● **Written exercise A**: Turn the listing into a numbered list, running from the start of the listing through the line that contains "x=515 y=358", with blank lines and pictures left out.

··· Page ···

The poet addresses him: ‘Simon Sweeney … an old Sabbath-breaker’ (indifferent to the Church’s teaching that man should do no work on Sundays). Sweeney’s response is curt: ‘Damn all you know’; you do not ‘know’ me at all: I was your mystery man as much then, alive, as now, a ghost.

Sweeney was an invisible presence. He recalls watching Heaney of First Communion age (the moment a boy was enrolled into the Church) adding sense data that give away his own tinker background: when woodsmoke sharpened the air/ or ditches rustled.

The clues he left were those of an animal that had scent-marked its territory: you sensed my trail there/ as if it had been sprayed.

He claims he was a bogeyman haunting the mind of the boy whose inability to fall asleep (bedroom dark … wind and rain in the trees) was caused by unsettling thoughts of tinkers camped/ under a heeled-up cart … wet axle and spokes and fear of a Sweeney figure making for his door streaming from the shower.

Heaney is startled from the confrontation by Sunlight … in the hazels, a second peal of quick bell notes (both hurried and ‘alive’) and, like a dream vision, the sight and sound of a new human presence: shawled women … wading the young corn,/ their skirts brushing softly.

The women’s collective will and onward movement saddened morning with its devotional appeal for forgiveness (‘Pray for us, pray for us’), forming, mystically through the air, a field of half-remembered faces, a random file: a loosed congregation/ that straggled past and on.

Heaney’s training has already committed him to join the line and accept the terms of the pilgrimage: ready to starve himself (a fasted pilgrim, light-headed), to accept solitude by leaving home, to ‘know his place’ on the first stage of a journey round the station-beds of the island site: to face into my station.

Simon Sweeney’s anti-religious outburst warns him off such an undertaking: ‘Stay clear of all processions’. All to no avail: the pull of orthodox piety demonstrated by the sounds of voices in close contact with nature: their feet slushing through/ the tender, bladed growth leaves him powerless to escape his Catholic training: a drugged path I was set upon.

And so very early in the day, before domestic fires were lit, he joins the column what was initially a straggle is now an obedient, ordered march: those early-risers … fallen into step.

As if to salute this triumph of orthodoxy The quick bell rang again.

··· Data for the task ···

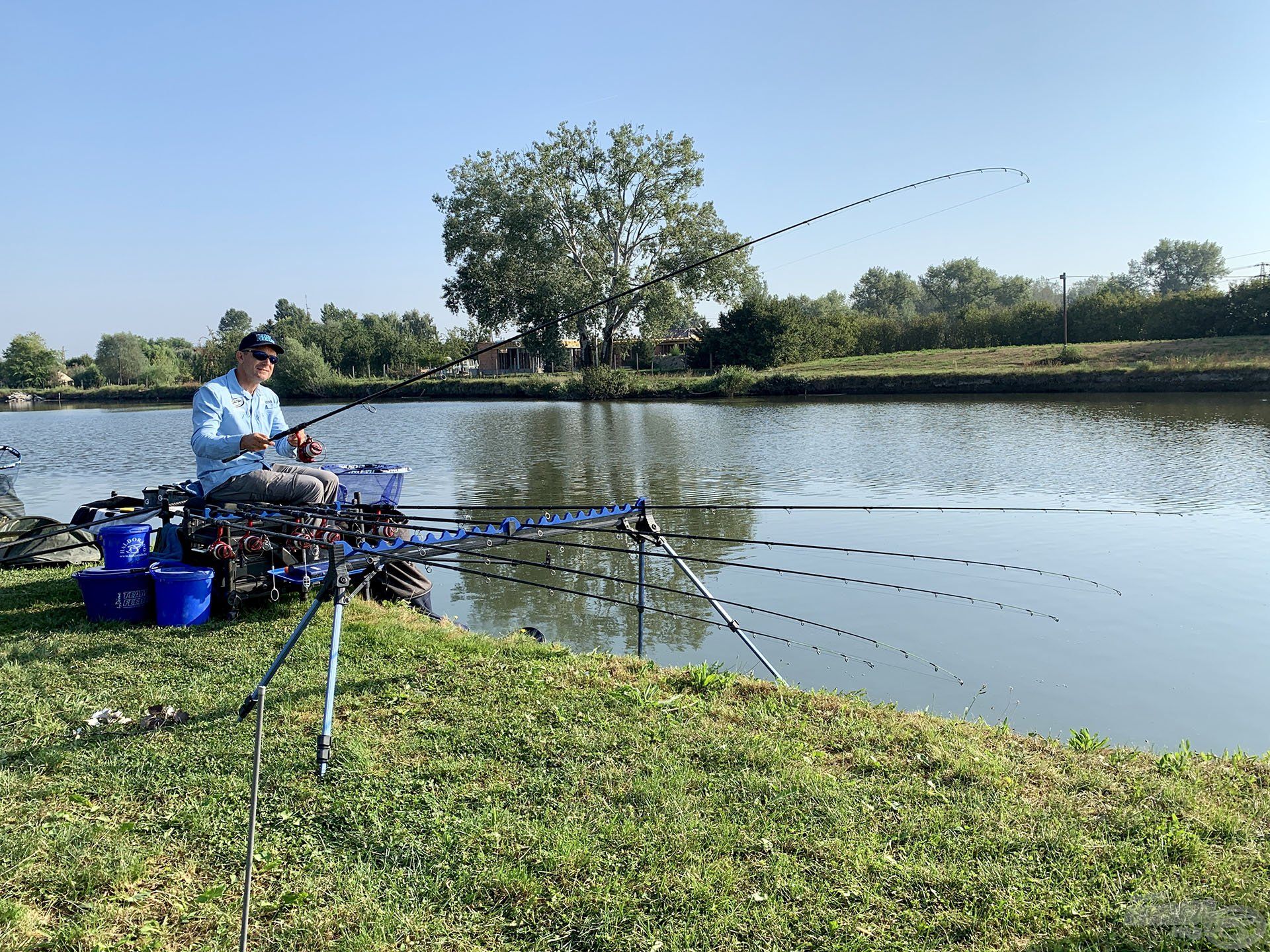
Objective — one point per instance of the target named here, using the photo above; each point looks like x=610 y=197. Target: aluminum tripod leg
x=251 y=826
x=719 y=608
x=277 y=662
x=329 y=710
x=639 y=644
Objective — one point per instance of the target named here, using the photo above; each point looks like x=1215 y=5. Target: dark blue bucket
x=183 y=594
x=126 y=546
x=117 y=594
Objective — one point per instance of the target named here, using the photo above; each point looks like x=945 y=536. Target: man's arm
x=277 y=424
x=206 y=440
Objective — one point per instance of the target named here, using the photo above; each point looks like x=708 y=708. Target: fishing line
x=611 y=299
x=883 y=231
x=777 y=507
x=698 y=596
x=892 y=555
x=790 y=643
x=582 y=573
x=847 y=580
x=911 y=556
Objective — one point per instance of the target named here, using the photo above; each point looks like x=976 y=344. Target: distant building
x=515 y=358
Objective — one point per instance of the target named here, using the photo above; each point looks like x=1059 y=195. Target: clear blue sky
x=161 y=163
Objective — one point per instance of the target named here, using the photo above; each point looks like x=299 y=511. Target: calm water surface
x=1181 y=654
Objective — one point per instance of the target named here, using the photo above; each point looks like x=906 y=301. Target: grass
x=1134 y=366
x=499 y=793
x=1246 y=353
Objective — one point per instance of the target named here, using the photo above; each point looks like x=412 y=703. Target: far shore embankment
x=1216 y=365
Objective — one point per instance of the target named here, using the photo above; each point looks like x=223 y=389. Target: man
x=237 y=414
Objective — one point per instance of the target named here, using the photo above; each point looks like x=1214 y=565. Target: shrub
x=88 y=376
x=302 y=371
x=605 y=383
x=733 y=380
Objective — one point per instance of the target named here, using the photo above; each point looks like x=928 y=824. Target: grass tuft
x=498 y=793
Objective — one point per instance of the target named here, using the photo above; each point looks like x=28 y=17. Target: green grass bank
x=498 y=793
x=1209 y=365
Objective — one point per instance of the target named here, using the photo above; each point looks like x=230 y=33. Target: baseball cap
x=258 y=338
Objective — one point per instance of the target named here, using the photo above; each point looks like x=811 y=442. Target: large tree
x=1177 y=266
x=234 y=325
x=28 y=362
x=121 y=357
x=954 y=287
x=886 y=294
x=574 y=220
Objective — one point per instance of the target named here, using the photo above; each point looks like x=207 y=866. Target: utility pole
x=1064 y=276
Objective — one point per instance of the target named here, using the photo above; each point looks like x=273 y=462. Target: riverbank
x=502 y=793
x=1210 y=365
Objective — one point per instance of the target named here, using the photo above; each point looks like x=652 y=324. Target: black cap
x=258 y=338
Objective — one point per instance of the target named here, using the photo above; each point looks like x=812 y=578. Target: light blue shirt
x=224 y=413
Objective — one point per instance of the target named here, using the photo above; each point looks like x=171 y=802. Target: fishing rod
x=792 y=643
x=508 y=560
x=845 y=579
x=911 y=556
x=619 y=296
x=777 y=507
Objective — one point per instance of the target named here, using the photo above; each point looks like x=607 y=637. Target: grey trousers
x=285 y=484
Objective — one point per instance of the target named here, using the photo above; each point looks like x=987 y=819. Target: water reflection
x=1181 y=654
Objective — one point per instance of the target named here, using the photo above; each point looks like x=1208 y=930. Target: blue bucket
x=183 y=594
x=117 y=594
x=126 y=546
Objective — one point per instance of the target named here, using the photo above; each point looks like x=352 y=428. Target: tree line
x=338 y=343
x=579 y=218
x=1165 y=294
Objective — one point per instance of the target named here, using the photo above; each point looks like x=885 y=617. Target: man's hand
x=253 y=442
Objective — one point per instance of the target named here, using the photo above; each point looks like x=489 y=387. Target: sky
x=161 y=163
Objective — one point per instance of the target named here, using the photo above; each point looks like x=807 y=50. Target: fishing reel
x=220 y=549
x=310 y=451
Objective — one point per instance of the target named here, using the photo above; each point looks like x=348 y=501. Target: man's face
x=254 y=367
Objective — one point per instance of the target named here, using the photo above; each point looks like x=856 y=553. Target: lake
x=1181 y=654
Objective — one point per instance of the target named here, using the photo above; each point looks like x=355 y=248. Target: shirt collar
x=237 y=387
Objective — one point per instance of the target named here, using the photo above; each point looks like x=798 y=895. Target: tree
x=290 y=321
x=761 y=333
x=574 y=220
x=954 y=287
x=234 y=325
x=28 y=362
x=886 y=294
x=121 y=357
x=304 y=372
x=1177 y=266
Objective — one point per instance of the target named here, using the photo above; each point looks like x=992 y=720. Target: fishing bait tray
x=257 y=557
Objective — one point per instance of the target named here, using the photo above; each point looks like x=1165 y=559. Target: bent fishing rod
x=619 y=296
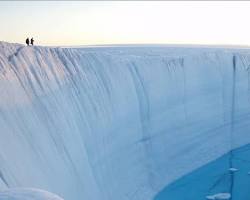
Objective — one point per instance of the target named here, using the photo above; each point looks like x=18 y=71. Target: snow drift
x=117 y=122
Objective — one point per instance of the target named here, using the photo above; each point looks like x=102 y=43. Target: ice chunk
x=233 y=169
x=219 y=196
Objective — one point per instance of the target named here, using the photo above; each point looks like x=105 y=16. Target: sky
x=62 y=23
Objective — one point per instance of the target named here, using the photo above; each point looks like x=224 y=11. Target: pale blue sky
x=110 y=22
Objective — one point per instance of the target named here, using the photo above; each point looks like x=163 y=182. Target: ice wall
x=117 y=122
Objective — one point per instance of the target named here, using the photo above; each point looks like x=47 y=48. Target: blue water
x=213 y=178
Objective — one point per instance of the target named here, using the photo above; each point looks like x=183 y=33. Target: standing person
x=32 y=41
x=27 y=41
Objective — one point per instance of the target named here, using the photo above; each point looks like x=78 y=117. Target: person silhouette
x=32 y=41
x=27 y=41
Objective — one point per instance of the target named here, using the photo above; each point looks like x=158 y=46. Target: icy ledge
x=27 y=194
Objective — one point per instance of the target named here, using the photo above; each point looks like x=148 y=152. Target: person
x=32 y=41
x=27 y=41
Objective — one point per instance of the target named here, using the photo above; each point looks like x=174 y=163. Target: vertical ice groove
x=111 y=123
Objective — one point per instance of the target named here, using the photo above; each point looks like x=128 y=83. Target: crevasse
x=117 y=122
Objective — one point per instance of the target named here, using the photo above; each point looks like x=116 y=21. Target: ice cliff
x=113 y=123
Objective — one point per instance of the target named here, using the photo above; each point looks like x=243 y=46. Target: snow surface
x=27 y=194
x=117 y=122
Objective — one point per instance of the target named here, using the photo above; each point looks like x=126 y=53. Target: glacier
x=118 y=122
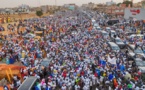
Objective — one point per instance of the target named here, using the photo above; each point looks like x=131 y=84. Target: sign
x=134 y=12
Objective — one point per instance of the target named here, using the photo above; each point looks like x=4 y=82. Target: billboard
x=135 y=13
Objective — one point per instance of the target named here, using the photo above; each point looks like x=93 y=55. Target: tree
x=127 y=3
x=39 y=13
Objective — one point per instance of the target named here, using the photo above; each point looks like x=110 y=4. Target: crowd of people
x=79 y=57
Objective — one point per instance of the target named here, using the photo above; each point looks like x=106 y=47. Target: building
x=23 y=8
x=110 y=3
x=115 y=10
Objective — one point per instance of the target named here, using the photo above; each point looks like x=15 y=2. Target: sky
x=33 y=3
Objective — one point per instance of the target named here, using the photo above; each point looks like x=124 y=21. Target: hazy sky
x=15 y=3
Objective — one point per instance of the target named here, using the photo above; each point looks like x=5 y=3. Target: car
x=114 y=47
x=119 y=42
x=135 y=51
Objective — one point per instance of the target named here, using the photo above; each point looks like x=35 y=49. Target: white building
x=110 y=3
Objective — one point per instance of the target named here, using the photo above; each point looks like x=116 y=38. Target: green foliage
x=39 y=13
x=127 y=3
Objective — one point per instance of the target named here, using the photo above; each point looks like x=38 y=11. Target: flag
x=102 y=63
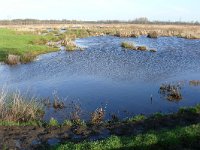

···

● **Written exercise B**: Name each term of the pilgrimage that, according to the passage on Heaney and Sweeney, Heaney's training has committed him to accept.

● **Worked answer A**:
1. Objective — one point per instance of the target named here, using the photo above; each point looks like x=610 y=197. Target: aluminum tripod leg
2. x=251 y=826
3. x=719 y=608
4. x=277 y=662
5. x=329 y=710
6. x=639 y=644
7. Objective — one point per instance of the target named here, using the photo above; each point looks like x=1215 y=5. Target: dark blue bucket
8. x=183 y=594
9. x=126 y=546
10. x=117 y=594
11. Objective — one point per instance of the target named here, using the photo above; each point looks like x=945 y=536. Target: man's arm
12. x=277 y=424
13. x=206 y=440
14. Objective — one point per instance of the target named here, using the photo above; each point looks like x=708 y=708. Target: fishing line
15. x=611 y=299
16. x=883 y=231
17. x=777 y=507
18. x=698 y=596
19. x=892 y=555
20. x=790 y=643
21. x=582 y=573
22. x=847 y=580
23. x=911 y=556
24. Objective — one point per instance of the target named here, using the photo above; each point looks like x=976 y=344. Target: distant building
25. x=515 y=358

● **Worked answer B**:
- To starve himself (a fasted pilgrim, light-headed)
- To accept solitude by leaving home
- To "know his place" on the first stage of a journey round the station-beds of the island site